- _Data shown_:
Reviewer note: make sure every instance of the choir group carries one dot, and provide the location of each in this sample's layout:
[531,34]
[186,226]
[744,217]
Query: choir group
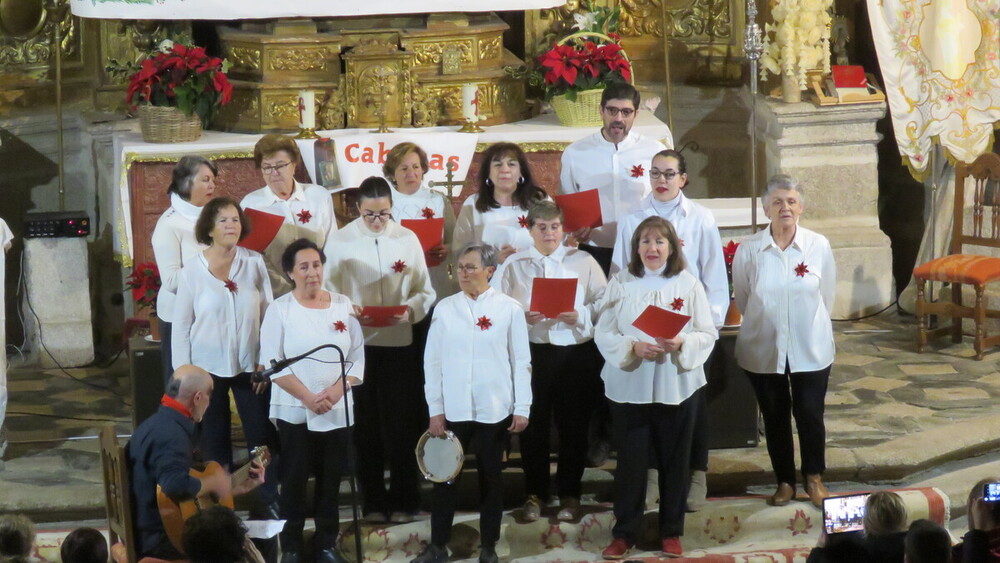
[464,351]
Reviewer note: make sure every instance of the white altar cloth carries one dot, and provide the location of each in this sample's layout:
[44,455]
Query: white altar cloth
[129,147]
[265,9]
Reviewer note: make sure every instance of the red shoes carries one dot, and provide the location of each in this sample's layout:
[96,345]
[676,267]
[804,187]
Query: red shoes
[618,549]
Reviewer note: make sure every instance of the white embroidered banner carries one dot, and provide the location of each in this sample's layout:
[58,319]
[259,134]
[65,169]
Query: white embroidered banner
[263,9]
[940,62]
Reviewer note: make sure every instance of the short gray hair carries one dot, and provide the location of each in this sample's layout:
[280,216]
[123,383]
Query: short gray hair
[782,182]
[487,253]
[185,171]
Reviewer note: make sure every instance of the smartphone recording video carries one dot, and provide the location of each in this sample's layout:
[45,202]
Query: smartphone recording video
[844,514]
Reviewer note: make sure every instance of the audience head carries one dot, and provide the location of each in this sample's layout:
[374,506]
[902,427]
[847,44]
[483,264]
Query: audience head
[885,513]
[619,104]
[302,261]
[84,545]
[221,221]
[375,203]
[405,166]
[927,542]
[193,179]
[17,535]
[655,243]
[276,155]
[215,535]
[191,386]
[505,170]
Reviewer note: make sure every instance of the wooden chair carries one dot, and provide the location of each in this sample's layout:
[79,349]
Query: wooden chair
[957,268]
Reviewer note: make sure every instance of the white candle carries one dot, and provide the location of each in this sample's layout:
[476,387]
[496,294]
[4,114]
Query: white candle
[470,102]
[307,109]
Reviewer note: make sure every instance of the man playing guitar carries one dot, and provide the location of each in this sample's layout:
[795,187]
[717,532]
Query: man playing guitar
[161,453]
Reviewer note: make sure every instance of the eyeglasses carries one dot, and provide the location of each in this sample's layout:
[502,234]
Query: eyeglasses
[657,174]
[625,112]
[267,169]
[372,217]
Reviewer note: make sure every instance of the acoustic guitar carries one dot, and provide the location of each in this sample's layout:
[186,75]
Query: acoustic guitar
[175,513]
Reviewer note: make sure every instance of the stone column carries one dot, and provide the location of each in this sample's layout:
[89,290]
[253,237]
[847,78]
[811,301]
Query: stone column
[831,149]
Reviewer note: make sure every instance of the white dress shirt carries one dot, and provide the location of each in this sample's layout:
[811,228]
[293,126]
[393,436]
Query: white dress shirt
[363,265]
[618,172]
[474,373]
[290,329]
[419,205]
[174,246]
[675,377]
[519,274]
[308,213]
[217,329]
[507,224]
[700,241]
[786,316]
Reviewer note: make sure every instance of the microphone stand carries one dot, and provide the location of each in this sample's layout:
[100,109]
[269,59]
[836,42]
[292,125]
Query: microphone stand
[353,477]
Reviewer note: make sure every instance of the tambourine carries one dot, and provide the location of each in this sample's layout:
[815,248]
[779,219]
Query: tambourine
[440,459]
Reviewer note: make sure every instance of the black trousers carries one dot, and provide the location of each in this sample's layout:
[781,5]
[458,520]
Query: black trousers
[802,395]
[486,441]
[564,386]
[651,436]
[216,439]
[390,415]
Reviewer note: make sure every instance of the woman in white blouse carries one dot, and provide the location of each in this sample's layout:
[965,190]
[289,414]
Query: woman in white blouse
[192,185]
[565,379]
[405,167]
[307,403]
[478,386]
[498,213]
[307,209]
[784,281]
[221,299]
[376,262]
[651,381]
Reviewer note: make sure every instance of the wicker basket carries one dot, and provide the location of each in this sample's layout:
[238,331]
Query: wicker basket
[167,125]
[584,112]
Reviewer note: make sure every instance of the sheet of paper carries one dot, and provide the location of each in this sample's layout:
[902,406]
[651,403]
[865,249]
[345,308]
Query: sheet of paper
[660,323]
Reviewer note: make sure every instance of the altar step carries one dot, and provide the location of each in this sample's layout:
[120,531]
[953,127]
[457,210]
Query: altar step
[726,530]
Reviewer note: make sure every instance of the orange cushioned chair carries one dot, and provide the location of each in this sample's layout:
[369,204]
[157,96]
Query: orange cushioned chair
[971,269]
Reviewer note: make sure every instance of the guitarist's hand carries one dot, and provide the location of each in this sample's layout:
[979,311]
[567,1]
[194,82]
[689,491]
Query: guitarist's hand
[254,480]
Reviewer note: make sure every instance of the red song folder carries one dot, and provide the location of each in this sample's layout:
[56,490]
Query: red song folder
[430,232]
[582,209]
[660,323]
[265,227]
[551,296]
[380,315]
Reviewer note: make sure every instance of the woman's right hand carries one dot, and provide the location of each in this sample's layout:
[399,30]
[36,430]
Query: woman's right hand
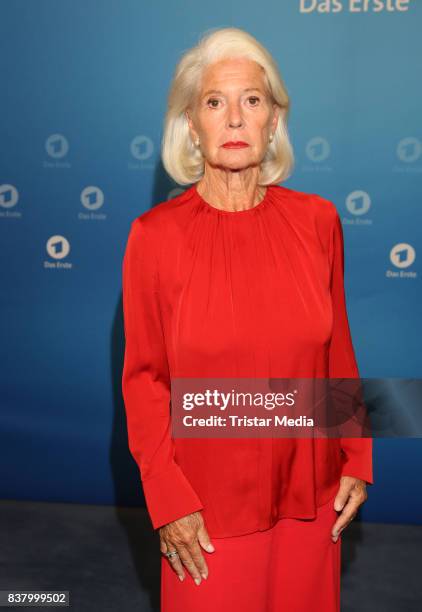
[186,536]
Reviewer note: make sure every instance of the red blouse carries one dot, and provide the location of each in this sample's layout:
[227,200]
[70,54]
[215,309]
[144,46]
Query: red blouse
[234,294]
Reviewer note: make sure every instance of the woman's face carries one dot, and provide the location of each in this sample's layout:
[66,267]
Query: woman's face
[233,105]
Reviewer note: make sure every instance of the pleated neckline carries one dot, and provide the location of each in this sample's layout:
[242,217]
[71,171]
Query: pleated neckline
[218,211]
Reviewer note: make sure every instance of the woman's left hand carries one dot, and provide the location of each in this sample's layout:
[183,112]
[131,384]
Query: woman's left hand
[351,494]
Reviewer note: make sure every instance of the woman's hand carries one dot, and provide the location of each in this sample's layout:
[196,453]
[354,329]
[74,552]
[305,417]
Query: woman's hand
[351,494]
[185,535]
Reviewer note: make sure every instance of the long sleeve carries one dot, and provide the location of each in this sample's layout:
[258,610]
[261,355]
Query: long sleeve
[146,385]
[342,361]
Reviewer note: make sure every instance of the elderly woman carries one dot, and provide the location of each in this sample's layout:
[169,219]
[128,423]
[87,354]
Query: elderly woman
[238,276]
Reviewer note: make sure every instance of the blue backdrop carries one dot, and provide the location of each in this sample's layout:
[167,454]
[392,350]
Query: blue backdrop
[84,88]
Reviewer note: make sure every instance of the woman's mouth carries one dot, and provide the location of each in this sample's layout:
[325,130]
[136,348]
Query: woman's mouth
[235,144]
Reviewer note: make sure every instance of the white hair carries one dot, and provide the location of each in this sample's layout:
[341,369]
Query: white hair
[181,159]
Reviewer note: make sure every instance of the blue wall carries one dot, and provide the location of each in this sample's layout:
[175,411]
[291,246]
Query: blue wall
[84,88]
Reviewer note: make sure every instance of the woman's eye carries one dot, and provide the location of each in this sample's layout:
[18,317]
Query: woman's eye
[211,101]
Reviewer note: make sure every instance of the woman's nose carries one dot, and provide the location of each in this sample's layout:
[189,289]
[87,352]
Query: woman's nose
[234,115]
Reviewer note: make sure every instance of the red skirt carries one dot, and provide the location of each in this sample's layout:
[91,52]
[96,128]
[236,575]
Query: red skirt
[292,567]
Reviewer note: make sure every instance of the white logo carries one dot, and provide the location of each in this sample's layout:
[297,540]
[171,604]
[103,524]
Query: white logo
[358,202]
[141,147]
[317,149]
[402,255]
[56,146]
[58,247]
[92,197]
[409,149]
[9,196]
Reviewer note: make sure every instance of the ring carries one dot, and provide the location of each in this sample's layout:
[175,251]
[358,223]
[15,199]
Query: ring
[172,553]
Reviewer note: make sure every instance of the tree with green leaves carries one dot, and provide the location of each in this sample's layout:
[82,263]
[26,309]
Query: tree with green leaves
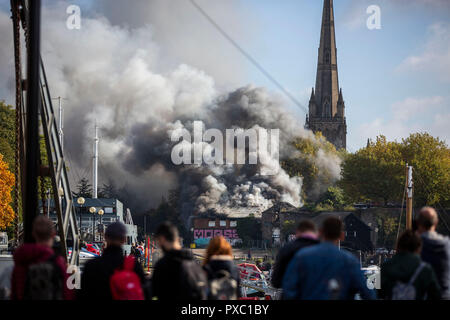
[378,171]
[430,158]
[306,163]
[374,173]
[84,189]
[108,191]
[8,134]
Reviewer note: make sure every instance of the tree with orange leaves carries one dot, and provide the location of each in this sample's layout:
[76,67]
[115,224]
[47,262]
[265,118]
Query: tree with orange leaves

- _Aim of the exercise_: Print exactly the lines from the line with "Reviewer note: make sure every instance of the ring" through the end of the data, both ends included, and print no pictures.

- _Exercise response_:
Reviewer note: make sure every instance of the ring carries one dot, and provide the location of each in this sample's layout:
[175,251]
[358,223]
[15,199]
Query: ring
[172,553]
Reviewer note: make sure every instance of the tree with green leaves carries one dot, and provide the location of each in this sample's layout:
[82,263]
[26,309]
Query: tree with green leaves
[378,171]
[430,158]
[306,163]
[374,173]
[84,189]
[108,191]
[8,134]
Reviewer note: make sure every instance of the tree with orange leaves carries one dot, and provide the location of each in this sample's layout:
[76,67]
[115,224]
[47,262]
[265,118]
Query: tree with orange leaves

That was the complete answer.